**Exercise objective**: Rescale the records starting at the first line and ending at the line that contains "x=342 y=433", both included. Write out every line again, keeping the lines that ask for points and their sample coordinates unchanged, but multiply each answer coordinate by 2.2 and round it to a whole number, with halves rounded up.

**Extracted data**:
##########
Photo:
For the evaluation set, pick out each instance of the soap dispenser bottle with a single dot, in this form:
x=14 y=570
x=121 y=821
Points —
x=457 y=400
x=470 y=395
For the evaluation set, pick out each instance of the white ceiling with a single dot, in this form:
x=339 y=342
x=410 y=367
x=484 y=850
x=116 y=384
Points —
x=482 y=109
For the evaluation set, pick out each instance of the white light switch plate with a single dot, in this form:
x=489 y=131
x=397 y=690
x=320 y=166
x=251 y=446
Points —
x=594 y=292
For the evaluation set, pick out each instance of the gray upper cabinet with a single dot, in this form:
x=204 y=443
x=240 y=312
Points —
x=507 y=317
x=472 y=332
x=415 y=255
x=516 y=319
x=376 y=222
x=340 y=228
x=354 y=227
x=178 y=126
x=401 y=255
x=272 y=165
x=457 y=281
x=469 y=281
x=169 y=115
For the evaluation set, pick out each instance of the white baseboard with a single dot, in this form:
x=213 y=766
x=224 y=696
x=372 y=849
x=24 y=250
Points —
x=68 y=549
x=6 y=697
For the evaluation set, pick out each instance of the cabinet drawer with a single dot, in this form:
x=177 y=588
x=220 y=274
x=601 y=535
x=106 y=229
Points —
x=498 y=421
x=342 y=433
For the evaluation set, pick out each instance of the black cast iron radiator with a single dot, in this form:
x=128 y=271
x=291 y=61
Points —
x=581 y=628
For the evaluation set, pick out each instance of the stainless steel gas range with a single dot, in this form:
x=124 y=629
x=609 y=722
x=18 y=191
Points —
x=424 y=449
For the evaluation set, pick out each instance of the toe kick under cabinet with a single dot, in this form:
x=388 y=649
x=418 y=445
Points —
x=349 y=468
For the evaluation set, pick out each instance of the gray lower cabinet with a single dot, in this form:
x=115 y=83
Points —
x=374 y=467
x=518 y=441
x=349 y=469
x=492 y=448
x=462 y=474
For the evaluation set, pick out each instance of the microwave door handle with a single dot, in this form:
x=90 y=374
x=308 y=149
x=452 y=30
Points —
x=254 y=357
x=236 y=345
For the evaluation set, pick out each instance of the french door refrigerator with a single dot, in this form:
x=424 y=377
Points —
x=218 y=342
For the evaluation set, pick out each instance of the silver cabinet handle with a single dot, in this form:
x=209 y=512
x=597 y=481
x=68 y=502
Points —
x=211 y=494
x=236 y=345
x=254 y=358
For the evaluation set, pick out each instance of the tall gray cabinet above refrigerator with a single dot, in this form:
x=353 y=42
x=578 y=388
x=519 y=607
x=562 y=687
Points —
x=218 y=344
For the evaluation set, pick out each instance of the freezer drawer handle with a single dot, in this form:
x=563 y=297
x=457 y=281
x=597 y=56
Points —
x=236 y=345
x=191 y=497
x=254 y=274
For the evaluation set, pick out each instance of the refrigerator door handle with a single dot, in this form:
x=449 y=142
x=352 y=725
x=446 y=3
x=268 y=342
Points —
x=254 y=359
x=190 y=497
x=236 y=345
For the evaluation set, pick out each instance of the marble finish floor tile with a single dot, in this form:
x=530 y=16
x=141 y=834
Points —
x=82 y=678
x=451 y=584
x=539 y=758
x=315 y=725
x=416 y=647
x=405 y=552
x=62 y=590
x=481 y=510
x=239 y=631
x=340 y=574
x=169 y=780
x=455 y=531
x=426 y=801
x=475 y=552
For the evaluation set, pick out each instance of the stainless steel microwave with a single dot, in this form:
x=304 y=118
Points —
##########
**Exercise result**:
Photo:
For the evaluation set, pick out each instance of the soap dispenser bottle with a single dot, in this form:
x=14 y=570
x=121 y=821
Points —
x=1005 y=880
x=1034 y=869
For the evaluation set, pick out each instance of the white ceiling with a single dot, in this form:
x=339 y=342
x=410 y=367
x=484 y=850
x=116 y=384
Points —
x=1060 y=240
For the evaluation set, pick out each instance of the white light switch plate with a single dot, in this form:
x=489 y=131
x=397 y=690
x=320 y=166
x=251 y=446
Points —
x=1307 y=642
For the evaluation set, pick out each instance of the gray upper cabinet with a single dot, in this form:
x=204 y=443
x=240 y=312
Points —
x=1115 y=697
x=1038 y=730
x=913 y=561
x=1135 y=702
x=827 y=488
x=748 y=502
x=779 y=499
x=392 y=277
x=882 y=561
x=598 y=363
x=1005 y=618
x=1032 y=618
x=372 y=253
For the evaluation set, pick out each instance of the white baseboard with a single dot, in this form:
x=213 y=766
x=224 y=696
x=372 y=849
x=24 y=250
Points —
x=150 y=1208
x=13 y=1533
For the evaluation set, pick out each instance of the cabinet drawer with a single dot, in this form:
x=177 y=588
x=220 y=274
x=601 y=535
x=106 y=229
Points —
x=1096 y=926
x=752 y=953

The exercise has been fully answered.